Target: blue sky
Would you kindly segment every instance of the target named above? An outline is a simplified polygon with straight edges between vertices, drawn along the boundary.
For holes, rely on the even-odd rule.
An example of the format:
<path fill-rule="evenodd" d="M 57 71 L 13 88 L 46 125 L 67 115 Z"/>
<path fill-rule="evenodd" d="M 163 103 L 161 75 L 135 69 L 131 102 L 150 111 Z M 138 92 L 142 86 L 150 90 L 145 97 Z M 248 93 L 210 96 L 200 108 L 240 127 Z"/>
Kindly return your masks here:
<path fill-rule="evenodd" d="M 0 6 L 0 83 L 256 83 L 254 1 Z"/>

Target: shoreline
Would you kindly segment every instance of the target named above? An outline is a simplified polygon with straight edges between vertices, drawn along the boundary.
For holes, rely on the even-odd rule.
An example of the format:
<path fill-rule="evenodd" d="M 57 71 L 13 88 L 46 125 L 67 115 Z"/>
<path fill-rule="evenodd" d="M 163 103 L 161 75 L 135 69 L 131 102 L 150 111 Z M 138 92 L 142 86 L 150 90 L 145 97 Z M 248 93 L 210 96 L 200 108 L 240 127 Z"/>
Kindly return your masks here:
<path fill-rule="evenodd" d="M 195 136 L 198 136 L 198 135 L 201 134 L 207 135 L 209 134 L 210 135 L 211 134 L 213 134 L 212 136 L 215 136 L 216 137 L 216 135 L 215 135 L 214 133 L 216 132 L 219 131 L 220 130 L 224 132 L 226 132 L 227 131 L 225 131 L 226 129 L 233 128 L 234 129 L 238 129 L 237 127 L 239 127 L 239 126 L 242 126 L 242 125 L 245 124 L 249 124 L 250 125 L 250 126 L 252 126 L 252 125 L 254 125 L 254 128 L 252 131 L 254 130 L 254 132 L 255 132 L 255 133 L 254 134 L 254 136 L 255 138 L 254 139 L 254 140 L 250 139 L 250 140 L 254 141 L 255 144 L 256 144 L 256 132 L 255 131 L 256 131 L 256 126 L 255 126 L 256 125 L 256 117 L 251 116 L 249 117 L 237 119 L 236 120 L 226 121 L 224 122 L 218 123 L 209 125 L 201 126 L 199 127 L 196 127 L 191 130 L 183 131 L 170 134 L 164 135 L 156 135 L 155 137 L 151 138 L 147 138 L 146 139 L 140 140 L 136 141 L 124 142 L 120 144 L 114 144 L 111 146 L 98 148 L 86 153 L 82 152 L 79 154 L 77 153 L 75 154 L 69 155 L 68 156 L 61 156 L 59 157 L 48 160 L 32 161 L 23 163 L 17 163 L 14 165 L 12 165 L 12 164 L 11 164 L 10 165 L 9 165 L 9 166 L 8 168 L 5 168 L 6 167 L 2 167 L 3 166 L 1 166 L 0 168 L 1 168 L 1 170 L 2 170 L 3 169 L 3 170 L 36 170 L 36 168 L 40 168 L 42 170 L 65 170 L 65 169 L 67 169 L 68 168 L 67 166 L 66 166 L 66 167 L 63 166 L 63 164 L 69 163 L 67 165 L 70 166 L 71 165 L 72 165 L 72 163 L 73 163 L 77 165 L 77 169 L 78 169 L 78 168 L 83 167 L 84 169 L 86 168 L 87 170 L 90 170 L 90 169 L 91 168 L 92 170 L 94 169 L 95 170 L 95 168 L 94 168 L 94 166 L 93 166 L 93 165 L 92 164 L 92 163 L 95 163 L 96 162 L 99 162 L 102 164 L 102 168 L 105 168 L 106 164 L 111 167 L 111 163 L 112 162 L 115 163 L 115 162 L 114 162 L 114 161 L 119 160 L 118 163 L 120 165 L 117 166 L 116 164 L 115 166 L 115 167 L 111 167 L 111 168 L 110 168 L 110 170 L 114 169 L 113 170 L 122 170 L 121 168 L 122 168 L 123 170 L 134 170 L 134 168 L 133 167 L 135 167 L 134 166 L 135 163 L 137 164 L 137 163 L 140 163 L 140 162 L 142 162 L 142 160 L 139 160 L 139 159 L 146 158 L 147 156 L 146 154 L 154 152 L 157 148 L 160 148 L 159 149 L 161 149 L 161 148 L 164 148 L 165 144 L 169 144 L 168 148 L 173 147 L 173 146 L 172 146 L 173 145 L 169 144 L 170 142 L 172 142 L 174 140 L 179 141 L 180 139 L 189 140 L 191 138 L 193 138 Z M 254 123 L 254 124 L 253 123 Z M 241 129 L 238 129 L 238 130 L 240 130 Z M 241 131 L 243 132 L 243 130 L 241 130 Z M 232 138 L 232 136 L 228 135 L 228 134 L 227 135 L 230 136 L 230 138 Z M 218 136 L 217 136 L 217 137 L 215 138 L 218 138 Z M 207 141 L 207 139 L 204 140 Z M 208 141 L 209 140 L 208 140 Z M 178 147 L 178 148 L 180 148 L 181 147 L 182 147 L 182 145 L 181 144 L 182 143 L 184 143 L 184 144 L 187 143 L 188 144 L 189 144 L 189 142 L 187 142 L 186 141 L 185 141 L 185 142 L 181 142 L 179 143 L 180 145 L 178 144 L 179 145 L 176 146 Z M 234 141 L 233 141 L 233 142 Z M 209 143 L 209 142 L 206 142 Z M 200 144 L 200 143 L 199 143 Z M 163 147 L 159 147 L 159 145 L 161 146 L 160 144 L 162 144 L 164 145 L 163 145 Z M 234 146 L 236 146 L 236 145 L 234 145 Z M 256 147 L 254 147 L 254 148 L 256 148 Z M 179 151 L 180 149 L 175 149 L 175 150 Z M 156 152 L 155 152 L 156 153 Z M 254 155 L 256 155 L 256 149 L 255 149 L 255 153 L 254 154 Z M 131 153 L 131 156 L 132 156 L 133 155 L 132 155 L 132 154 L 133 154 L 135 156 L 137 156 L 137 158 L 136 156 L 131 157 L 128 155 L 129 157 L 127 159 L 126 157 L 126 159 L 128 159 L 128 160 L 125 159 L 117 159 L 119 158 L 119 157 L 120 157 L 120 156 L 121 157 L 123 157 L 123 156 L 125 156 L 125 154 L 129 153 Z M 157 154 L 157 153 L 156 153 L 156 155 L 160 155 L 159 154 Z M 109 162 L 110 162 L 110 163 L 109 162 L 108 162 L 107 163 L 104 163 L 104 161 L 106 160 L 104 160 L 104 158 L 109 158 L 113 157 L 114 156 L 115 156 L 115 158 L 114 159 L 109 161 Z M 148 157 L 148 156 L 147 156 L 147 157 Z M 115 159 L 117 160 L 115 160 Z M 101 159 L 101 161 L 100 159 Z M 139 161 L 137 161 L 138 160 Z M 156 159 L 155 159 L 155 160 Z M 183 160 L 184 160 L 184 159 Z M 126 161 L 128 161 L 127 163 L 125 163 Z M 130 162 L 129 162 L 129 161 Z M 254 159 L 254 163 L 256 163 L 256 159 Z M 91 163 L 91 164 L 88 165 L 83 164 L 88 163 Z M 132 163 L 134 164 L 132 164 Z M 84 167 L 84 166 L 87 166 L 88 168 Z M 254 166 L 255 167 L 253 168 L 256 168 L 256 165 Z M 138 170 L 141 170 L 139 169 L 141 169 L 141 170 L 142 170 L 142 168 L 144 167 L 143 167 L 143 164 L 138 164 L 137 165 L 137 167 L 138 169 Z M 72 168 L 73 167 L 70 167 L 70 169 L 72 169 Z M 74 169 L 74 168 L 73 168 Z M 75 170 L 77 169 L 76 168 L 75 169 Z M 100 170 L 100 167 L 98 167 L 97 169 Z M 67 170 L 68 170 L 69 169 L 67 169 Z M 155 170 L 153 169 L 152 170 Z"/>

▶ _WHAT IS ASKED_:
Transcribe every line of the material above without any changes.

▶ _THE OUTPUT_:
Target: blue sky
Would you kindly segment every instance of the target named above? An outline is a simplified polygon with straight edges between vertices, drawn along the boundary.
For holes, rely on the even-odd rule.
An example of the format:
<path fill-rule="evenodd" d="M 57 71 L 13 88 L 46 125 L 67 115 Z"/>
<path fill-rule="evenodd" d="M 163 103 L 161 75 L 135 69 L 131 102 L 150 111 Z M 138 92 L 142 86 L 150 90 L 145 97 Z M 248 93 L 210 96 L 200 108 L 240 127 Z"/>
Kindly return your masks here:
<path fill-rule="evenodd" d="M 0 6 L 0 83 L 256 83 L 254 1 Z"/>

Target: shoreline
Would you kindly segment every instance of the target named above? An outline is a simplified polygon with straight edges between vertices, drawn along the boundary.
For holes, rely on the even-odd rule.
An example of the format:
<path fill-rule="evenodd" d="M 57 71 L 13 88 L 46 125 L 67 115 Z"/>
<path fill-rule="evenodd" d="M 163 103 L 161 75 L 135 69 L 131 102 L 150 111 Z M 138 92 L 142 86 L 150 90 L 145 97 Z M 248 93 L 210 96 L 200 108 L 240 127 Z"/>
Kindly return your masks here:
<path fill-rule="evenodd" d="M 195 136 L 198 136 L 198 135 L 201 134 L 207 135 L 209 134 L 210 135 L 211 134 L 213 134 L 212 136 L 215 136 L 216 137 L 216 135 L 215 135 L 214 133 L 216 132 L 219 131 L 220 130 L 224 132 L 226 132 L 227 131 L 225 131 L 226 129 L 233 128 L 234 129 L 238 129 L 237 127 L 239 127 L 239 126 L 242 126 L 242 125 L 245 124 L 249 124 L 250 125 L 250 126 L 252 126 L 252 125 L 254 125 L 254 128 L 252 131 L 254 130 L 254 132 L 255 132 L 255 133 L 254 134 L 254 136 L 255 138 L 254 139 L 254 140 L 250 139 L 250 140 L 254 141 L 255 144 L 256 144 L 256 132 L 255 131 L 256 131 L 256 126 L 255 126 L 256 125 L 256 117 L 251 116 L 249 117 L 237 119 L 236 120 L 226 121 L 224 122 L 218 123 L 209 125 L 201 126 L 199 127 L 196 127 L 191 130 L 183 131 L 170 134 L 164 135 L 156 135 L 155 137 L 151 138 L 147 138 L 146 139 L 140 140 L 136 141 L 124 142 L 120 144 L 114 144 L 111 146 L 98 148 L 86 153 L 82 152 L 79 154 L 77 153 L 75 154 L 69 155 L 68 156 L 61 156 L 59 157 L 48 160 L 32 161 L 23 163 L 17 163 L 14 165 L 12 165 L 12 164 L 11 164 L 10 165 L 9 165 L 9 166 L 8 168 L 5 168 L 6 167 L 2 167 L 3 166 L 1 166 L 0 168 L 1 168 L 1 170 L 2 170 L 3 169 L 3 170 L 36 170 L 36 168 L 40 168 L 42 170 L 65 170 L 65 169 L 67 169 L 68 168 L 67 166 L 66 166 L 66 167 L 63 166 L 63 164 L 69 163 L 67 165 L 70 166 L 71 165 L 72 165 L 72 163 L 73 163 L 77 165 L 77 169 L 78 169 L 78 168 L 83 167 L 84 169 L 86 168 L 87 170 L 90 170 L 90 169 L 91 168 L 92 170 L 94 169 L 95 170 L 95 168 L 94 168 L 94 166 L 93 166 L 93 165 L 92 164 L 92 163 L 95 163 L 96 162 L 99 162 L 102 164 L 102 168 L 105 168 L 106 164 L 111 167 L 111 163 L 112 162 L 115 163 L 115 162 L 114 162 L 114 161 L 119 160 L 118 163 L 120 165 L 117 166 L 116 164 L 115 166 L 115 167 L 111 167 L 111 168 L 110 168 L 110 170 L 114 169 L 113 170 L 122 170 L 121 168 L 122 168 L 123 170 L 134 170 L 134 168 L 133 167 L 135 167 L 134 166 L 135 163 L 137 164 L 137 163 L 140 163 L 140 162 L 142 162 L 142 160 L 139 160 L 139 159 L 146 158 L 147 156 L 146 154 L 154 152 L 157 148 L 160 148 L 159 149 L 161 149 L 161 148 L 164 148 L 165 144 L 169 144 L 168 148 L 173 147 L 173 146 L 172 146 L 173 145 L 169 144 L 170 142 L 172 142 L 174 140 L 179 141 L 180 139 L 189 140 L 191 138 L 193 138 Z M 254 123 L 254 124 L 253 123 Z M 241 129 L 238 129 L 238 130 L 240 130 Z M 241 131 L 243 132 L 243 130 L 241 130 Z M 232 138 L 232 136 L 228 135 L 228 134 L 227 135 L 230 136 L 230 138 Z M 218 136 L 217 136 L 217 137 L 215 138 L 218 138 Z M 207 141 L 207 139 L 204 140 Z M 208 141 L 209 140 L 208 140 Z M 178 147 L 178 148 L 180 148 L 181 147 L 182 147 L 182 145 L 181 144 L 182 143 L 184 143 L 184 144 L 187 143 L 188 144 L 189 144 L 189 142 L 187 142 L 186 141 L 185 141 L 185 142 L 181 142 L 179 143 L 180 145 L 178 144 L 179 145 L 176 146 Z M 234 141 L 233 141 L 233 142 Z M 209 143 L 209 142 L 206 142 Z M 200 144 L 200 143 L 199 143 Z M 163 147 L 159 147 L 159 145 L 161 146 L 160 144 L 162 144 L 164 145 L 163 145 Z M 234 146 L 236 146 L 236 145 L 234 145 Z M 256 147 L 254 147 L 254 148 L 256 148 Z M 179 151 L 180 149 L 175 149 L 175 150 Z M 156 152 L 155 152 L 156 153 Z M 254 155 L 256 155 L 256 149 L 255 149 L 255 153 L 254 154 Z M 131 153 L 131 156 L 132 156 L 133 155 L 132 155 L 132 154 L 133 154 L 135 156 L 137 156 L 137 158 L 136 156 L 131 157 L 128 155 L 129 157 L 127 159 L 126 157 L 126 159 L 128 159 L 128 160 L 125 159 L 117 159 L 119 158 L 119 157 L 120 157 L 120 156 L 121 157 L 123 157 L 123 156 L 125 156 L 125 154 L 129 153 Z M 157 154 L 157 153 L 156 153 L 156 155 L 160 155 L 159 154 Z M 109 162 L 110 162 L 110 163 L 109 162 L 108 162 L 107 163 L 104 163 L 104 161 L 106 160 L 104 160 L 104 158 L 109 158 L 113 157 L 114 156 L 115 156 L 115 158 L 114 159 L 109 161 Z M 148 157 L 148 156 L 147 156 L 147 157 Z M 115 159 L 117 160 L 115 160 Z M 101 159 L 101 161 L 100 159 Z M 139 161 L 137 161 L 138 160 Z M 156 159 L 155 159 L 155 160 Z M 183 160 L 184 160 L 184 159 Z M 126 161 L 128 161 L 127 163 L 125 163 Z M 130 162 L 129 162 L 129 161 Z M 254 159 L 254 163 L 256 163 L 256 159 Z M 91 163 L 91 164 L 88 165 L 83 164 L 88 163 Z M 132 163 L 134 164 L 132 164 Z M 84 167 L 84 166 L 87 166 L 88 168 Z M 254 166 L 255 167 L 253 168 L 256 168 L 256 165 Z M 138 170 L 141 170 L 139 169 L 141 169 L 141 170 L 142 170 L 142 168 L 144 167 L 143 167 L 143 164 L 138 164 L 137 165 L 137 167 L 138 169 Z M 72 168 L 73 167 L 70 167 L 70 169 L 72 169 Z M 74 169 L 74 168 L 73 168 Z M 75 170 L 77 169 L 76 168 L 75 169 Z M 100 170 L 100 167 L 98 167 L 97 169 Z M 67 170 L 68 170 L 69 169 L 67 169 Z M 155 170 L 153 169 L 152 170 Z"/>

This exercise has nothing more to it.